__Your tasks__.
**A.** In the pathology figure captions below, what compound was given to the Sprague Dawley rat, and for how long?
**B.** Rewrite the paragraph of the pathology figure captions that begins "Muscle showing the stereotypical necrosis" as a short list, keeping its main facts.
**C.** Extend the pathology figure captions below, starting after their final line.

__Reading passage__.
__________________________________________________

A) Mesenteric fat from a B6C3F1 mouse showing a large nodule of fat necrosis in which the acellular necrotic fat cells can be seen surrounded by a thin rim of poorly cellular connective tissues (H&E). Image by courtesy of the National Toxicology Program. B) Subcutaneous tissue from a Wistar rat treated with a novel drug that produced fat necrosis. This shows acute damage.

Figure 5.

Muscle showing the stereotypical necrosis and repair response four A) and 10 days B) following a single injection of the local anesthetic lignocaine. Mineralisation of muscle fibers is apparent at 10 days (H&E).

Figure 6.

In A) there is muscle degeneration due to spinal nerve compromise in an aged rat. B) shows section of spinal nerve showing degenerative alterations to nerve fibres (H&E).

Figure 7.

Skeletal muscle from thigh of a Sprague Dawley rat treated for 3 months with a peroxisomal proliferator (WY-14643) showing a degenerative form of myopathy. In A) there focal inflammation associated with muscle fiber necrosis characterised by cytoplasmic eosinophilia and loss of cytoplasmic structure. In B) typical reparative response is seen with numerous central nuclei being visible in fibers that are variable in thickness (H&E). Images by courtesy of the National Toxicology Program.

Figure 8.

__________________________________________________

Stored data entries:
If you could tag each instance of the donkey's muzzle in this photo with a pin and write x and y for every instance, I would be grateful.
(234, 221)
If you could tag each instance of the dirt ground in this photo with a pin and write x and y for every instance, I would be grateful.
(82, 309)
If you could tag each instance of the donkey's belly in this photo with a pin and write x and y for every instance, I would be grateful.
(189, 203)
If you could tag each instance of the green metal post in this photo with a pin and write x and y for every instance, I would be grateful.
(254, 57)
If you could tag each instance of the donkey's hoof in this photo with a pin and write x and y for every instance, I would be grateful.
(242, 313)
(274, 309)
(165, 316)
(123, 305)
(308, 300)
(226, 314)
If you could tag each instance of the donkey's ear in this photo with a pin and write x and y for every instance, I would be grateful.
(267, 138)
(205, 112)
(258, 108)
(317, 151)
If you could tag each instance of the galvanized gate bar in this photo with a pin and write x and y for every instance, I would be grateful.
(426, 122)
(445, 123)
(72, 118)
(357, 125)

__________________________________________________

__Your responses__.
**A.** The rat received the peroxisomal proliferator WY-14643 for 3 months.

**B.**
- Muscle shows the stereotypical necrosis and repair response after a single injection of the local anesthetic lignocaine.
- A) is at four days and B) at 10 days.
- Mineralization of muscle fibers is apparent at 10 days.
- The stain is H&E.

**C.**
Quadriceps muscle from a Wistar rat treated with a novel therapeutic agent drug that produce mild muscle degeneration associated with a chronic inflammatory infiltrate seen in this view (H&E).

Figure 9.

Spontaneous focal muscle fiber necrosis in a 2 year old C57Bl mouse. An intact muscle fiber is seen adjacent to a necrotic fiber with an early cellular response (H&E).

Figure 10.

A) Subcutaneous fibroma from a mouse showing homogenous fibrous structure with overlying epidermis. B) Higher power view of fibroma seen in A) shows paucity of fibroblastic cells (H&E).

Figure 11.

Two examples of rat fibromas. A) poorly cellular tumour with abundant dense eosinophilic bands of collagen (H&E, bar = 100 µm). B) also poorly cellular but with a loose pale-staining myxoid stroma (H&E).

Figure 12.

A) A well differentiated fibrosarcoma from a rat. (H&E, bar = 100 µm). In B) the fairly cellular appearance composed of fine spindle cells exhibiting relatively little nuclear pleomorphism can be seen (H&E).

Figure 13.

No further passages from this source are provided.